- **Given exercise**
Reproduce every record below exactly as written, but leave out any pictures.

[Items from a dataset]
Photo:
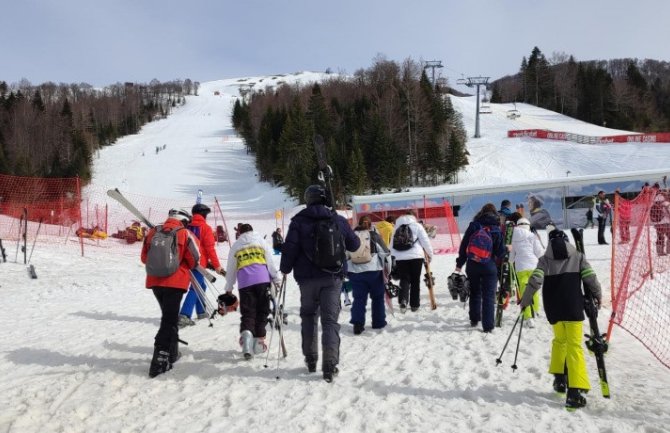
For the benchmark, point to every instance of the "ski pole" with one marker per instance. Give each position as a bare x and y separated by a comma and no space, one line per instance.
499,359
518,341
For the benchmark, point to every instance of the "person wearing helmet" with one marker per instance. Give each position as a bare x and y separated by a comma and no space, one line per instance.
250,265
526,250
208,257
561,272
169,290
319,288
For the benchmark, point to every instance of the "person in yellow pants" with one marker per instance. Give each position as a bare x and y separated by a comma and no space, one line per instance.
560,272
526,250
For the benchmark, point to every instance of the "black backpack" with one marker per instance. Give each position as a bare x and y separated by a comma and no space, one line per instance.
403,238
328,245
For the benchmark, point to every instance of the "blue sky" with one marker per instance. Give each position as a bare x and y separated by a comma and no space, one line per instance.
102,42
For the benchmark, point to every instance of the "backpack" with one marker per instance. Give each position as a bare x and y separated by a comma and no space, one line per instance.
657,212
364,253
480,245
328,251
403,238
163,254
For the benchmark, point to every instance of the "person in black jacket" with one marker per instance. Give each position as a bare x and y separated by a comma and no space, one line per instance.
483,274
319,288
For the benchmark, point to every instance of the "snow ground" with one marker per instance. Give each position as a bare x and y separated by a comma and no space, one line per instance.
78,340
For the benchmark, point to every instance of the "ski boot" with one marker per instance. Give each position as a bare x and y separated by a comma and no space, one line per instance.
575,399
247,342
560,384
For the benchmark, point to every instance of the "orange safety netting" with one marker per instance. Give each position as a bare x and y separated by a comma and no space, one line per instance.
641,270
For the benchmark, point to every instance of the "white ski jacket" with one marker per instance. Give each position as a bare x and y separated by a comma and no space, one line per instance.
421,244
526,248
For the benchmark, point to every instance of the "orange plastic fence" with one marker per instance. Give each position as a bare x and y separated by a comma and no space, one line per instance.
641,270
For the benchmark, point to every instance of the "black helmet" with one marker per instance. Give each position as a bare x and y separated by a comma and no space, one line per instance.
315,194
201,209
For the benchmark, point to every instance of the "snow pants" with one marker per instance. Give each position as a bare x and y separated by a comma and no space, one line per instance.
320,297
567,353
366,284
523,277
192,299
255,309
483,283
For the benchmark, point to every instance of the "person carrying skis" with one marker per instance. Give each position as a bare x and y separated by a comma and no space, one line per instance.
366,274
208,258
319,288
526,250
169,290
277,241
250,265
410,246
560,272
481,246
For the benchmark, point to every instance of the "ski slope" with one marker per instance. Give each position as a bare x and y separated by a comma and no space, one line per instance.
78,340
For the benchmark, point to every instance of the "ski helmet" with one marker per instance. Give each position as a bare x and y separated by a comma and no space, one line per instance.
181,214
315,194
200,209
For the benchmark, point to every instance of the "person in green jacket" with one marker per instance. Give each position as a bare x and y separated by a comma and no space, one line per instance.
560,272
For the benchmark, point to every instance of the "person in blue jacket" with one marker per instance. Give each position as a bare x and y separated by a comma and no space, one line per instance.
319,288
483,274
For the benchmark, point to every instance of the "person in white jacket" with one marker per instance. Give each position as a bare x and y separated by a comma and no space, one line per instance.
250,265
409,260
526,250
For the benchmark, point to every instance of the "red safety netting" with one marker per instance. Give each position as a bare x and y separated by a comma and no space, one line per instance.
641,270
437,219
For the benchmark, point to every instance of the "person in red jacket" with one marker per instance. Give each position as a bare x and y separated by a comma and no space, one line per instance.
169,290
208,257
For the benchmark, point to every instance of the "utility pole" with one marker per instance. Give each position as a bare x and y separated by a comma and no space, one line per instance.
475,82
433,64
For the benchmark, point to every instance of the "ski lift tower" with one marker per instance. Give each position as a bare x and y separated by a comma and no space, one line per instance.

- **Answer for the task**
Photo:
For the benchmark, point to every instance of the "ski pole" with one marker per instance. Give each position as a bare x and y separated by a comma and no space, one line per instance.
499,359
518,341
For the benchmark, point to every instance of the "person wearing helmet" with one marker per instance. Give each position as a bare x and y separated by a comma and no space, one line per instance.
250,265
526,250
208,257
561,272
169,290
319,288
For the benchmark, point to every instance of the "person in yellow pants" with one marker per instance. Give each position as a bare x and y separated by a comma and no space, one line per instance.
560,272
526,250
For the benchmark, point to every instance of the "black backpack" with one marker per instance. Give each position as a bare x and y separated by a comma and no space, one line per instance.
403,238
328,245
For the benchmark, point to every instance of the "blue sky" with one marker per instance. Give each position as a bare x and y separated by a comma and no space, one line per instance.
102,42
For the benchmark, point to every instance of the "backpack" with one marker per instance. Give each position as a bare x and y separated by a comma and no space, one line per instance.
657,212
364,253
480,245
328,251
403,238
163,254
For the benchmark, point to every instance of the "person in black jacket" with one marker per instance. Give each position as a bare x and y separated by a comma and no space, one line per instance.
483,274
319,288
For the benchmark, point to every instance of the "snow ground" with one marker per instance. Give each position as a bare x and y separated by a comma and no space, one line per instance.
78,340
For the benchmark, point to every instance of the "ski boot" with one marker per instance. Give each position as a bare x and y separated by a comma and no space, one line per instance.
575,399
247,342
560,384
For the benchmark, point to every instance of the "orange safety netting" with one marker per instance. Give each position as a bare x and y separated by a comma and no space, one line per instance.
641,270
For the benchmark, point to every instance of the "white ski jacket" with one marker per instance. Give each position as a bare x and y separated by a comma and no space, one line per instance.
421,244
526,248
For the benchmark, point to every instance of the "orange plastic fence" with one marker per instance. Give each position as a bare x and y separated by a comma and no space, one line per instance.
641,270
For the benchmark, point to every instance of the "black helmet" with one marker per instance. Give each position as a bare x and y separated by a comma and no space, one line per instance.
315,194
201,209
For the benchmark, point to every instance of the "snow pants" with one marker per instance. Give each position as a bare x and y separated by a comma and no space, one line per instance.
320,297
567,353
366,284
523,277
192,299
255,309
483,283
For the benchmark, point to every instance of the "person carrying skis" with one marker per instance. Give each position as a bare x and y separated by a comma and no space, one line per instance.
366,274
208,258
319,288
526,250
169,290
277,241
250,265
410,246
560,272
481,246
For the benchmark, point to every instance of the "ski slope" with one marker per instance. Give each position as a bare x and y separated by a comma and no space, one line per instance.
78,340
For the benchmark, point to every instance of the "ski helmet" with one marker per instance. Give each position as a bare x and y separated by a comma and no space, one line per instance.
181,214
315,194
200,209
For the benchmark, point to every instance of the "person in green jacket" with one marker per instance. Give each position as a bare x and y separated by a comma and no space, one line per instance.
560,272
For the benchmark, point to every instance of the "person in blue jacket" with one marker per instance. Give each position as a bare x and y separated by a comma and no space, one line per instance.
319,288
483,274
For the benchmark, point to every instance of the "person in white jacket" with one marker per instance. Give each position as a bare x and y separated by a comma and no space, one line per instance.
250,265
409,260
526,250
For the benchmark, point to every instance of the "red safety netting" with one marker per instance. Give each position as a bare x and y separated by a comma and no space, one line per instance.
641,270
437,219
For the benchmark, point to every instance of the "person in red jacket" with one marker per instance. Give each position as a bare x and y separated by a comma and no space, one line per instance.
169,290
208,257
For the benchmark, point to every instance of the "utility pole" with one marker per instance. Give each position as a bare x and y separated by a comma and no space, one line per instance.
475,82
433,64
For the benchmark, point to every instance of the "ski lift tower" with one marker per instance. Give each position as a bare x and y separated by a comma and no space, one line per instance.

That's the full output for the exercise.